Configuration of the BOOTP/DHCP/TFTP/NFS services
--------------------------------------------------

    We'll look at how to set up the DHCP, TFTP and NFS services on a 
Slackware computer so that they work together as a PXE server. It is left as
an excercise for the user to find out how to configure Apache (HTTP) or
proftpd (FTP) in case installation over HTTP or FTP is preferred.  In later
examples, I will assume that the following URL's are valid for your HTTP/FTP
server:
        http://192.168.0.1/mirror/slackware/slackware-13.37
        ftp://192.168.0.1/pub/mirror/slackware/slackware-13.37

    The server will run all required services, i.e. acts as the LANs 
DNS, DHCP, TFTP and NFS (or HTTP/FTP/Samba) server.  If you decide to
separate DHCP and TFTP services onto two different servers (it does not
matter where the NFS/HTTP/FTP/Samba server runs), I have included information
about what you should be aware of in the next section on DHCP.

    For ease of instruction, I will make a number of assumptions.  These 
assumptions are reflected in IP addresses and address ranges that I use in 
my examples, in the names of directories, computers and network domains.

* _PROBLEM 1_:
Reproduce everything in the PXE server configuration notes from "The server will" down to "section on DHCP.".

* _GIVEN DATA_:
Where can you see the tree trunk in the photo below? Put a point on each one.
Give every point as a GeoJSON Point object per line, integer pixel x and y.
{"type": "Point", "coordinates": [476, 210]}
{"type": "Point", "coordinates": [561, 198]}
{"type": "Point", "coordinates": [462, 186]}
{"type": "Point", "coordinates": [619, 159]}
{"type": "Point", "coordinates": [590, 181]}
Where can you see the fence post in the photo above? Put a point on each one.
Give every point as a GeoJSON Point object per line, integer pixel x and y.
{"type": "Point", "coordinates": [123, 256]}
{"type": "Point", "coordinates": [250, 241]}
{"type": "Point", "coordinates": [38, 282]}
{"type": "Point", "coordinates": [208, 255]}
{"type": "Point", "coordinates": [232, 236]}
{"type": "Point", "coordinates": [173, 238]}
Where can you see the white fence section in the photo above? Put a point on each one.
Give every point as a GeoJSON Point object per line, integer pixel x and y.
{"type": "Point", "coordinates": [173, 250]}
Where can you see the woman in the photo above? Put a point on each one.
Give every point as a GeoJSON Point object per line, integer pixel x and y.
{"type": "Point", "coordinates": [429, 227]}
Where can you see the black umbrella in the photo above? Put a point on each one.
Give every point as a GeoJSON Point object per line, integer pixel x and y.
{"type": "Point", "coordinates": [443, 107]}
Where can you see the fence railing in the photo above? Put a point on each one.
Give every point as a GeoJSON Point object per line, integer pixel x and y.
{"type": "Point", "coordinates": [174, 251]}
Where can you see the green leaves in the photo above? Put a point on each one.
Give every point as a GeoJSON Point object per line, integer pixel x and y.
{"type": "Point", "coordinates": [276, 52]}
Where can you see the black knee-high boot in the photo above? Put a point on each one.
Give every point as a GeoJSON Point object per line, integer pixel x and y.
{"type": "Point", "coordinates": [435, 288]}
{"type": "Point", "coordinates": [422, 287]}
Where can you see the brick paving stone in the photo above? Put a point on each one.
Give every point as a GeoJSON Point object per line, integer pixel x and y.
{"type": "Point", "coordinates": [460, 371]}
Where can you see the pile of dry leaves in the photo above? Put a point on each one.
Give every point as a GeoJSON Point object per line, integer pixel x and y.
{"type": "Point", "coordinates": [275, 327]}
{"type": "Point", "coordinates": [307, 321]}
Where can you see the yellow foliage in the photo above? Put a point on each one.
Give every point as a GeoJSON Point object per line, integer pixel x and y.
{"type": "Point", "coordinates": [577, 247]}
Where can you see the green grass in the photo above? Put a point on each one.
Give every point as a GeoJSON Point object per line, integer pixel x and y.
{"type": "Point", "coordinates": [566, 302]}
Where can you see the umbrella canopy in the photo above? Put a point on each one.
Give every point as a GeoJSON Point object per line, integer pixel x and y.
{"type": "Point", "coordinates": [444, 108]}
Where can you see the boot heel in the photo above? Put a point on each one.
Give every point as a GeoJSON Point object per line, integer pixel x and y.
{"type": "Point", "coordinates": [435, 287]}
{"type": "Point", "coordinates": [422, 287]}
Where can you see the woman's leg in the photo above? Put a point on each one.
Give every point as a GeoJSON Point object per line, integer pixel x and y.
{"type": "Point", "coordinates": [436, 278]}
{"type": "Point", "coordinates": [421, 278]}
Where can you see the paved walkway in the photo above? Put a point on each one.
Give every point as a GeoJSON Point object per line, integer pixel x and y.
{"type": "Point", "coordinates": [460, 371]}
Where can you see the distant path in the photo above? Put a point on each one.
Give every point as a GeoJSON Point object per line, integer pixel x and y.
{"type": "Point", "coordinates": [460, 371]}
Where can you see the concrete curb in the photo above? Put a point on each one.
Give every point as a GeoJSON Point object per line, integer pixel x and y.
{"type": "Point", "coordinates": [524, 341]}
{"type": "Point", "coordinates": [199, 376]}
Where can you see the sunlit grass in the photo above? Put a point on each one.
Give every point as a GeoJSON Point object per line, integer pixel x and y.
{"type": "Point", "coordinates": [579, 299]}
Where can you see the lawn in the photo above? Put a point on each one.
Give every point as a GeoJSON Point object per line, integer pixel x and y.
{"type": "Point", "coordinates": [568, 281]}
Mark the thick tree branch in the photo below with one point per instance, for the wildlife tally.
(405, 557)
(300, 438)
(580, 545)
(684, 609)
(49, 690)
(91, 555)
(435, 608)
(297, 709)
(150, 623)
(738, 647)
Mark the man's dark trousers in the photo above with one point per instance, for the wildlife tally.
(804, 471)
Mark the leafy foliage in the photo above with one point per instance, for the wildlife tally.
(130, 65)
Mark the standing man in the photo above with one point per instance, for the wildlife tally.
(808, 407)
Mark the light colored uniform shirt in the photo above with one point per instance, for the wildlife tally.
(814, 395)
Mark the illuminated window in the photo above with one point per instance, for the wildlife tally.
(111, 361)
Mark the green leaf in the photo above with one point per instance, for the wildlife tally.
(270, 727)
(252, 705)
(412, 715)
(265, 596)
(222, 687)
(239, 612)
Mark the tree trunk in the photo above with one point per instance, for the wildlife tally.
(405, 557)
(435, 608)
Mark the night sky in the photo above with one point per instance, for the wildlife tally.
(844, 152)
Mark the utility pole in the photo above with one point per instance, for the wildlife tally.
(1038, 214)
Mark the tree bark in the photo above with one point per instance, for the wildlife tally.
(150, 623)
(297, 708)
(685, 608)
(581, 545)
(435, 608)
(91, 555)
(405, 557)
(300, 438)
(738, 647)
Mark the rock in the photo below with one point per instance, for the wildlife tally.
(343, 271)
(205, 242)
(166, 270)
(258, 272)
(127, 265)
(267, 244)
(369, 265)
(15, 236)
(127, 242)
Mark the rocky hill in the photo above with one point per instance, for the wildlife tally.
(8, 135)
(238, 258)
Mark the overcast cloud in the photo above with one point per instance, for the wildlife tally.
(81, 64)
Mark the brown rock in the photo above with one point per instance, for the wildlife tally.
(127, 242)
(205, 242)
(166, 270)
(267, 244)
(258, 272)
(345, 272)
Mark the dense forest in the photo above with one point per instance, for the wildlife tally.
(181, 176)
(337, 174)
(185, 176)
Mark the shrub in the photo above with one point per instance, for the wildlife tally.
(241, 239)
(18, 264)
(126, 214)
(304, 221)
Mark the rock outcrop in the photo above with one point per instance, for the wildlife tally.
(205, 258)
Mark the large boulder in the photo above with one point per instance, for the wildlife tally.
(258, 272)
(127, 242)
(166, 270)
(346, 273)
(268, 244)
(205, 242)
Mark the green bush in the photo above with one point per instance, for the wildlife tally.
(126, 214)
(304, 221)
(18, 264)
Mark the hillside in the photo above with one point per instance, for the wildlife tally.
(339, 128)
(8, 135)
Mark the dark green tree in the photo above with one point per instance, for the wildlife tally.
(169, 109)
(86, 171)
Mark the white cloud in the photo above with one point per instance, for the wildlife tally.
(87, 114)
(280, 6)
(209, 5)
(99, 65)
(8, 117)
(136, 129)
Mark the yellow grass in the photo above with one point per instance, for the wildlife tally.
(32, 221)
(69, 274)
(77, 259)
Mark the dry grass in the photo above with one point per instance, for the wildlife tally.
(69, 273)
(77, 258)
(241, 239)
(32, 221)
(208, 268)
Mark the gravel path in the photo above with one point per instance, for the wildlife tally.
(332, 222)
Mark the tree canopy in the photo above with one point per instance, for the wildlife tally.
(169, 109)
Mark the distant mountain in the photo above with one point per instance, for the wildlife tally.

* _PROBLEM 2_:
Rewrite the entries, replacing "wildlife tally" with "species count" and leaving everything else unchanged. Give only everything from the line containing "Mark the dry" down to the end of the entries.

* _COMPLETE RESPONSE 1_:
The server will run all required services, i.e. acts as the LANs 
DNS, DHCP, TFTP and NFS (or HTTP/FTP/Samba) server.  If you decide to
separate DHCP and TFTP services onto two different servers (it does not
matter where the NFS/HTTP/FTP/Samba server runs), I have included information
about what you should be aware of in the next section on DHCP.

* _COMPLETE RESPONSE 2_:
Mark the dry grass in the photo above with one point per instance, for the species count.
(69, 273)
(77, 258)
(241, 239)
(32, 221)
(208, 268)
Mark the gravel path in the photo above with one point per instance, for the species count.
(332, 222)
Mark the tree canopy in the photo above with one point per instance, for the species count.
(169, 109)
Mark the distant mountain in the photo above with one point per instance, for the species count.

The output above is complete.